**Given exercise:** Copy the passage of the article on SEO and SMO that begins at "When I study" and stops after "Twitter and Facebook.", swapping "Twitter" for "LinkedIn".

**Source document:**
SEO Becoming SMO

I argue that SEO is becoming social media optimization (SMO). We devote a lot of attention to details to gain high rankings in search engines. Of course, this process is known as organic search engine optimization. But, when people search on a keyword in a search engine are all the search results limited to web pages? No!

A new organic SMO strategy is all about being found on the web by people who want your products or services. It’s great to be found by people doing a Google search. But, I don’t want to limit relevant traffic to my website only to those doing a Google search. I also want people to visit my website who are engaged in online conversations on the social web and visit it simply because of a referral by someone or a link from interesting content on the social web.

When I study my website analytics over the past 30 days I see the top referral source is Google organic, followed by a recent link building blog post on Hubspot and referrals from Twitter and Facebook.

How do I work at organic SEO? I still focus on relevant content and all the SEO basics pertaining to search engine friendly website architecture and organic link building strategies. These SEO fundamentals help get Google rankings which are still very important and very desirable.

But, as evidenced above Google is not the only valid referral source of traffic to my website.

When I find good content on the web I share it with others. On average for every 10 links to good content that I share, 9 of them are links to interesting articles from social media industry experts such as Hubspot, Lee Odden, Andy Beal, Paul Dunay and Chris Brogan among others. About 1 out of 10 links that I share are to my own blog posts because I sincerely believe that I provide interesting content too. I can say this with humility based on comments received from people on the social web.

The point I’m making is that organic optimization on the web is not limited to being found in search engines. Marketers who focus all their attention to being found in Google are potentially limiting their traffic.

This is more true in some industries than others. But, in most industries you’ll find people having online conversations, sharing links to content and generally engaged in communities on the social web. If your organic web strategy includes being engaged and found by these communities then it qualifies as a social media optimization (SMO) strategy.

So what’s your organic web strategy?

**Listed entries:**

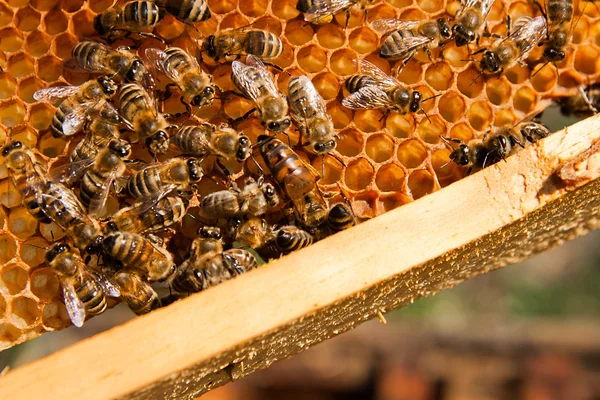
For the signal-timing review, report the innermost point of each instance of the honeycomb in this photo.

* * *

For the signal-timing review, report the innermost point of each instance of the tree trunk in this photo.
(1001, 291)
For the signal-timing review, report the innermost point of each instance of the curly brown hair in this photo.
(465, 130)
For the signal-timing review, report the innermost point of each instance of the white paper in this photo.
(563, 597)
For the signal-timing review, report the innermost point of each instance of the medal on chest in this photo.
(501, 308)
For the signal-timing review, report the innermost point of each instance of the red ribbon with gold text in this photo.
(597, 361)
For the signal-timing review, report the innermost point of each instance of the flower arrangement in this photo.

==

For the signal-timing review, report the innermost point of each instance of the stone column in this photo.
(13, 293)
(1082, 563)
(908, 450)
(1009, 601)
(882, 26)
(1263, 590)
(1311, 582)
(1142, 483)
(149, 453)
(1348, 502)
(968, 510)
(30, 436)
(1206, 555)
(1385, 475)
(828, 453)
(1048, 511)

**Expected output:**
When I study my website analytics over the past 30 days I see the top referral source is Google organic, followed by a recent link building blog post on Hubspot and referrals from LinkedIn and Facebook.